WHAT IS BEING ASKED »
The expected output is the full data, repeated exactly, without pictures.

Data items

================

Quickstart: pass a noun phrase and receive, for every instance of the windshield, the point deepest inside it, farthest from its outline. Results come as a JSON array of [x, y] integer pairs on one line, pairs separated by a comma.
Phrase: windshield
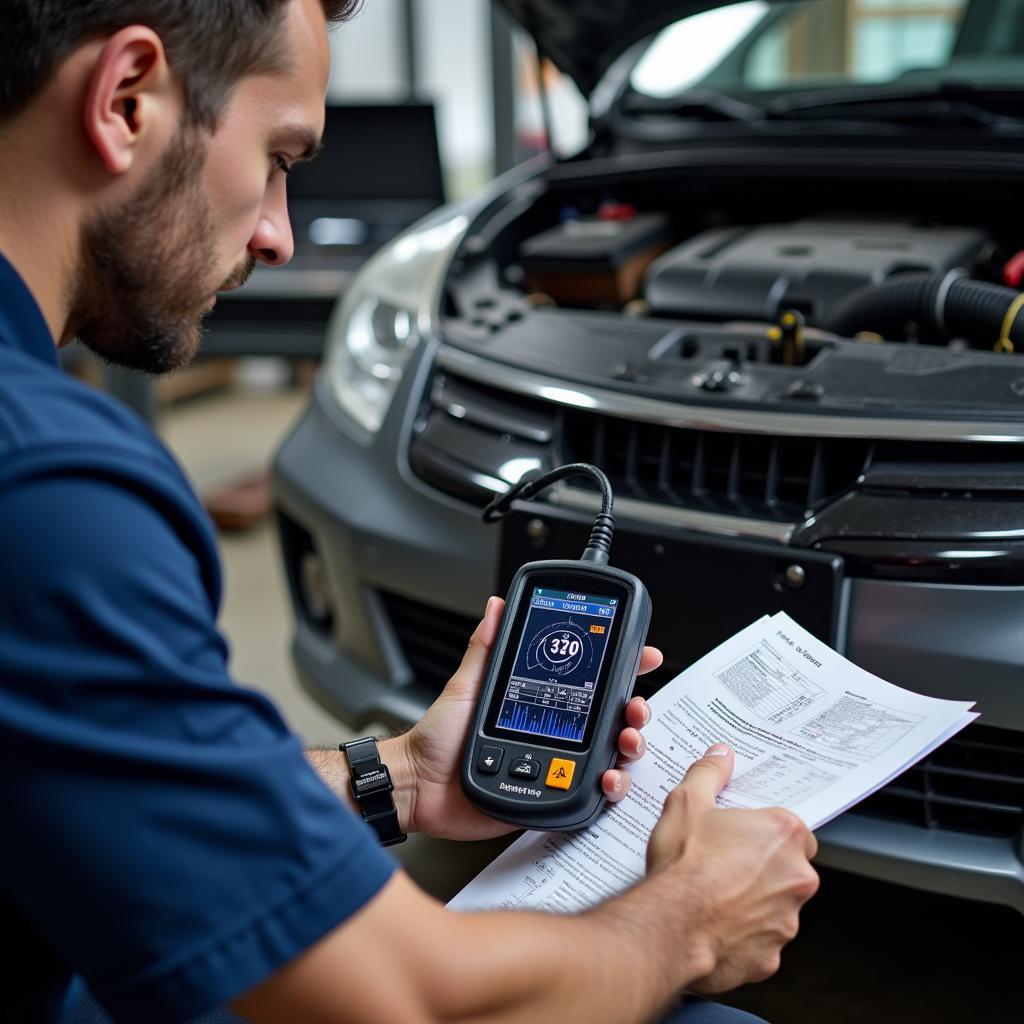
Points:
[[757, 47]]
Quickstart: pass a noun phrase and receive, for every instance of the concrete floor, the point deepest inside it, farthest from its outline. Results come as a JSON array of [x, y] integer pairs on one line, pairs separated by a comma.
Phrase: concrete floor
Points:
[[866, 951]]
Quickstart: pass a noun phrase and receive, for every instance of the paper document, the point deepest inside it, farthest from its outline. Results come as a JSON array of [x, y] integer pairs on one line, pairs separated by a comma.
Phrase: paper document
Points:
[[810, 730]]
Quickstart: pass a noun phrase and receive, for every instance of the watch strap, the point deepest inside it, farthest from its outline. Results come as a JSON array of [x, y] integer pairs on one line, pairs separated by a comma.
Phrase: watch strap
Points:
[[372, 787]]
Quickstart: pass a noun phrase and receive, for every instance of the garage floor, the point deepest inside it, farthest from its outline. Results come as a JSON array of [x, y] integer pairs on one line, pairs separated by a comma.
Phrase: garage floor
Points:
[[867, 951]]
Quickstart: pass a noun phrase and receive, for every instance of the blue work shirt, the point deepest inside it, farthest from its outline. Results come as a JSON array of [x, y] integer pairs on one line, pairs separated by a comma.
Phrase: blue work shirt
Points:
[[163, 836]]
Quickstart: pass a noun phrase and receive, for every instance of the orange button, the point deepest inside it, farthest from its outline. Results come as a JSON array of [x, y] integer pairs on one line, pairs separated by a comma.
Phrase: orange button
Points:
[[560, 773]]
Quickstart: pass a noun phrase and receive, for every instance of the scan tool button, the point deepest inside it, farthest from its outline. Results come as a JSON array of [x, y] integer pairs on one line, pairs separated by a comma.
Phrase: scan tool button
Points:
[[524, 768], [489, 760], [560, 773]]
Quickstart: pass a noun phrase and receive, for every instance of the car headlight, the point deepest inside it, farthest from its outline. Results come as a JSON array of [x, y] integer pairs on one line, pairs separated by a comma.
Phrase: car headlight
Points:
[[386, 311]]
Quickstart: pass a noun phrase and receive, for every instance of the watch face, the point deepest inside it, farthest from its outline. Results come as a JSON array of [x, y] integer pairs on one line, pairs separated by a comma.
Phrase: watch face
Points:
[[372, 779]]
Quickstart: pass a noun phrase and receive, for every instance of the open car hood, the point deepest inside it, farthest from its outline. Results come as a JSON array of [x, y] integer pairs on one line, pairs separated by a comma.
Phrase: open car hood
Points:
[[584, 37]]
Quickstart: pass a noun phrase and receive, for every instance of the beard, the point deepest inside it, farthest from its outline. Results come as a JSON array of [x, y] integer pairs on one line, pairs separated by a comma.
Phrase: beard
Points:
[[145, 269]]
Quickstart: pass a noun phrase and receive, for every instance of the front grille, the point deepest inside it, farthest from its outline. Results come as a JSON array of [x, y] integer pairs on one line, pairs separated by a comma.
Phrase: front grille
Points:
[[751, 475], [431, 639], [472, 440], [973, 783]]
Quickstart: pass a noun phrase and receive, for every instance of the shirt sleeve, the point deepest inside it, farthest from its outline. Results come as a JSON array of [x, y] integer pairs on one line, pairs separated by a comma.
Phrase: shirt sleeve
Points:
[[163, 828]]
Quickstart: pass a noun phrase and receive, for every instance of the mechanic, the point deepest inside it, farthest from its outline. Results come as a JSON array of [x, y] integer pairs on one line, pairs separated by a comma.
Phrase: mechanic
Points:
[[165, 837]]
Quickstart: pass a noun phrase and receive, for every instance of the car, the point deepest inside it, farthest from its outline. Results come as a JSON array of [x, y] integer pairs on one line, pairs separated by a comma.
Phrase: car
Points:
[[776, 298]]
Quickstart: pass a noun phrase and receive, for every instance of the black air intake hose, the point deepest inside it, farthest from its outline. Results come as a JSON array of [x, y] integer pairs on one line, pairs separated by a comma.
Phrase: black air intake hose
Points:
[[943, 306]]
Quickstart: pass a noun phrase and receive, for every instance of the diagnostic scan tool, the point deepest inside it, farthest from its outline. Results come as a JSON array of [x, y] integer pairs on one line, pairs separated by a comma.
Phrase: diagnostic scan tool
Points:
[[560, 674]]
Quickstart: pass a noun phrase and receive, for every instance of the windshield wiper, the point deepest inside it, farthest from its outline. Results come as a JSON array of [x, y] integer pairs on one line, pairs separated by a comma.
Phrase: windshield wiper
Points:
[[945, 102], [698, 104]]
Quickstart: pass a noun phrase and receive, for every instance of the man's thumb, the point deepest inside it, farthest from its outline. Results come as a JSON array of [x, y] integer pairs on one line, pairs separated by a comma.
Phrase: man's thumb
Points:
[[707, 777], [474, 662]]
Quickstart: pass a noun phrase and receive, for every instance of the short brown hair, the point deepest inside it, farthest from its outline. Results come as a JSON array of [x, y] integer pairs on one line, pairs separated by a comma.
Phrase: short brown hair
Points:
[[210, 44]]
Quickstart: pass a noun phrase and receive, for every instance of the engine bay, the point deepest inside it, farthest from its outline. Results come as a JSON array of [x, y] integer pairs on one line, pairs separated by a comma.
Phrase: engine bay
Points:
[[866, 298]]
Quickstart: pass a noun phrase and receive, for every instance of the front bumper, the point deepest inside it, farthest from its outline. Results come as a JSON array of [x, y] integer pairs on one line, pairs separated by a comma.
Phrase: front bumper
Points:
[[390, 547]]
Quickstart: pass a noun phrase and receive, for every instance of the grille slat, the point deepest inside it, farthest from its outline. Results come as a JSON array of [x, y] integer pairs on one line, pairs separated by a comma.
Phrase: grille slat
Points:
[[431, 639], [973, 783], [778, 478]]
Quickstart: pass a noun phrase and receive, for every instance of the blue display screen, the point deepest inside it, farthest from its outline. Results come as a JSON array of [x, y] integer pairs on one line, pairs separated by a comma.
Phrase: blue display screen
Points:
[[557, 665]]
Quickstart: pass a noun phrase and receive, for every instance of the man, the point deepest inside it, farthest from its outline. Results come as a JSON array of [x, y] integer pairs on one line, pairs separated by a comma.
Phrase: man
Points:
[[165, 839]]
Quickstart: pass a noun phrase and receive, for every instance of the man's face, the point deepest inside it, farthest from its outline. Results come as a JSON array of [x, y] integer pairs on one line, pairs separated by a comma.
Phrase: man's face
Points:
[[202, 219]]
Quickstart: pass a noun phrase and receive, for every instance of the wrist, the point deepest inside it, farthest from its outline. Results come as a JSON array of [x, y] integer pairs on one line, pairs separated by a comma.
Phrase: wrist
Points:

================

RESULT BELOW »
Quickstart: pass a noun phrase and receive, for every instance of the windshield, the point deepest inside it, farthest from its outline. Results come as a JSON array of [x, y] integer pairs on one line, pairs separated by a comma.
Phrase: windshield
Points:
[[757, 47]]
Quickstart: pass a noun phrase and receive, for every instance of the concrete floor, the point deepest inside it, farthest from its outline. Results come as a JSON array of [x, y] integer pairs on one line, pairs separated by a comma.
Phrase: concrete floor
Points:
[[866, 951]]
Quickstart: pass a noun phrase and receive, for every instance of the paper document, the point deepest inside it, farthest from its outline. Results come as a JSON array of [x, y] integer pairs on one line, pairs separated by a comma.
Phrase: paper document
Points:
[[810, 730]]
Quickstart: pass a noun phrase and receive, for every instance of the watch strap, the point deepest inside it, farthest from its outline. Results come as a JSON array of [x, y] integer pairs on one line, pairs separated by a comma.
Phrase: watch strap
Points:
[[372, 787]]
Quickstart: pass a noun phrase and receive, for every instance of the garage floor, the point deepest inside it, farthest from its outline. Results come as a JSON array of [x, y] integer pairs on one line, pairs separated by a comma.
Phrase: garage floor
Points:
[[867, 951]]
Quickstart: pass a noun phrase and receive, for every instance of the blue work shirt, the point deepest inside it, farthest from its outline. Results come as a JSON array of [x, y] integer pairs on one line, pairs separated by a comma.
Phrase: blue work shirt
Points:
[[163, 836]]
Quickstart: pass a noun phrase and receive, for every instance of the orange button, the point deepest inside it, farthest from its outline. Results come as a JSON array of [x, y] integer pairs on one line, pairs separated by a comma.
Phrase: orange button
Points:
[[560, 773]]
Quickstart: pass a noun phrase and receive, for every instance of the scan tool button, the point deepest inside it, farthest from its outline. Results come as a JSON array of [x, y] integer pairs on one line, pairs separated by a comma.
Phrase: scan tool button
Points:
[[524, 768], [489, 760], [560, 773]]
Quickstart: pass a noun phrase and receive, for every instance of the car headlight, the point deepest inside it, farthest from its outline. Results come as a JSON array of [x, y] integer pairs on one line, pairs separated by a comma.
Phrase: car headlight
Points:
[[386, 311]]
Quickstart: pass a noun phrase and receive, for every instance of the watch face, the point deepest inside it, farthest from its outline. Results come as a JSON array of [x, y] integer pairs on one line, pairs separated by a comma.
Phrase: watch face
Points:
[[372, 779]]
Quickstart: pass a noun phrase and receive, for every instance of the open car hood, the point deepest inside it, farthest from its outline. Results come as a JSON array of [x, y] integer pairs on one line, pairs separated by a comma.
Phrase: open car hood
Points:
[[584, 37]]
Quickstart: pass a noun phrase and receive, for every instance of the beard, the point deepest inside it, farthest from its outline. Results come as a JSON array of [x, y] integer pairs on one line, pairs separated by a comma.
Phrase: beard
Points:
[[145, 269]]
Quickstart: pass a noun phrase and receive, for every instance of the front grille, the point deepest inside it, farthest from its outline. Results come as a JSON array of [x, y] integer pairs on one line, pairs separated by a comma.
Phrase: front grille
Points:
[[751, 475], [431, 639], [472, 440], [973, 783]]
Quickstart: pass a noun phrase and receive, for every instance of the shirt sleeve, the point deepest inside it, farthest from its outline. Results come as a JSON array of [x, y] integer pairs on one line, pairs separated by a comma.
Phrase: shirt sleeve
Points:
[[163, 828]]
Quickstart: pass a noun phrase and receive, for every instance of the mechanic, the point deepest inside it, farthest from its outline. Results come as a JSON array of [x, y] integer pairs on one line, pairs separated by a comma.
Phrase: mechanic
Points:
[[165, 837]]
Quickstart: pass a noun phrase and receive, for every instance of the car, the point deepest inside it, farthest from its outline. Results come as a JSON array of [x, y] integer pairs on one line, pairs separated by a comma.
Phrase: car
Points:
[[776, 298]]
Quickstart: pass a noun phrase and receive, for every instance of the black air intake hose, the point deepest inside it, farthest from its outline. Results come as a JSON array of [x, y] integer pairs on one line, pairs separated by a comma.
Phrase: black air intake hose
Points:
[[943, 306]]
Quickstart: pass a noun phrase and receive, for every instance of the diagnostic scan tool, the point deepest inside it, farthest from its outline. Results come as a JSON array of [x, y] integer pairs on one line, pairs separated by a comma.
Phrase: diagnostic scan tool
Points:
[[560, 674]]
Quickstart: pass a noun phrase and receive, for every instance of the windshield wiper, the point deepest inside it, farthest from its outline. Results come as a JSON array of [x, y] integer pairs on one line, pairs separated by a comma.
Phrase: windshield wiper
Points:
[[945, 102], [698, 104]]
Quickstart: pass a noun phrase and receive, for every instance of the man's thumb, the point deepest inside it, farthest from its outline. Results come as a JSON array of [x, y] integer pairs on one line, pairs separated by a comma.
Phrase: man's thumb
Points:
[[707, 777], [474, 662]]
Quickstart: pass a noun phrase and receive, for every instance of the short brown hair, the point deepest inside it, farthest from its outline. Results come as a JSON array of [x, y] integer pairs on one line, pairs separated by a comma.
Phrase: short brown hair
Points:
[[210, 44]]
Quickstart: pass a noun phrase and receive, for every instance of the engine bay, the point deepest inside it, farthest from its outline. Results come as a JSON array of [x, y] integer pairs on one line, pairs separated by a comma.
Phrase: engine bay
Points:
[[866, 298]]
Quickstart: pass a noun phrase and receive, for every instance of the front bumper, the point deepest inside it, farthest from its outline. Results come as a JSON array of [x, y] integer pairs on one line, pairs separated by a comma.
Phrase: front bumper
Points:
[[390, 547]]
Quickstart: pass a noun phrase and receive, for every instance of the grille slat, the point deepest inside it, farthest from its outline. Results come as a JSON array of [x, y] integer pairs on one line, pairs separated by a comma.
Phrase: grille slat
Points:
[[431, 639], [973, 783], [778, 478]]
Quickstart: pass a noun phrase and receive, for every instance of the blue display screen, the point deepest inside it, farthest from its outline. Results come as a JSON array of [x, y] integer pairs on one line, pairs separated by a comma.
Phrase: blue display screen
Points:
[[557, 665]]
Quickstart: pass a noun phrase and receive, for every instance of the man, the point deepest inside it, farthest from its outline. Results come as a JSON array of [x, y] integer pairs on one line, pairs separated by a comma.
Phrase: man
Points:
[[165, 839]]
Quickstart: pass a noun phrase and receive, for every instance of the man's face, the point deepest inside it, farthest from its outline. Results come as a JSON array of [x, y] integer pairs on one line, pairs separated by a comma.
Phrase: man's face
Points:
[[202, 219]]
Quickstart: pass a noun phrase and receive, for every instance of the wrist, the point deepest inside it, farthest from its outline. Results come as a JSON array of [x, y] integer pairs on one line, pairs separated by a comma.
Phrase: wrist
Points:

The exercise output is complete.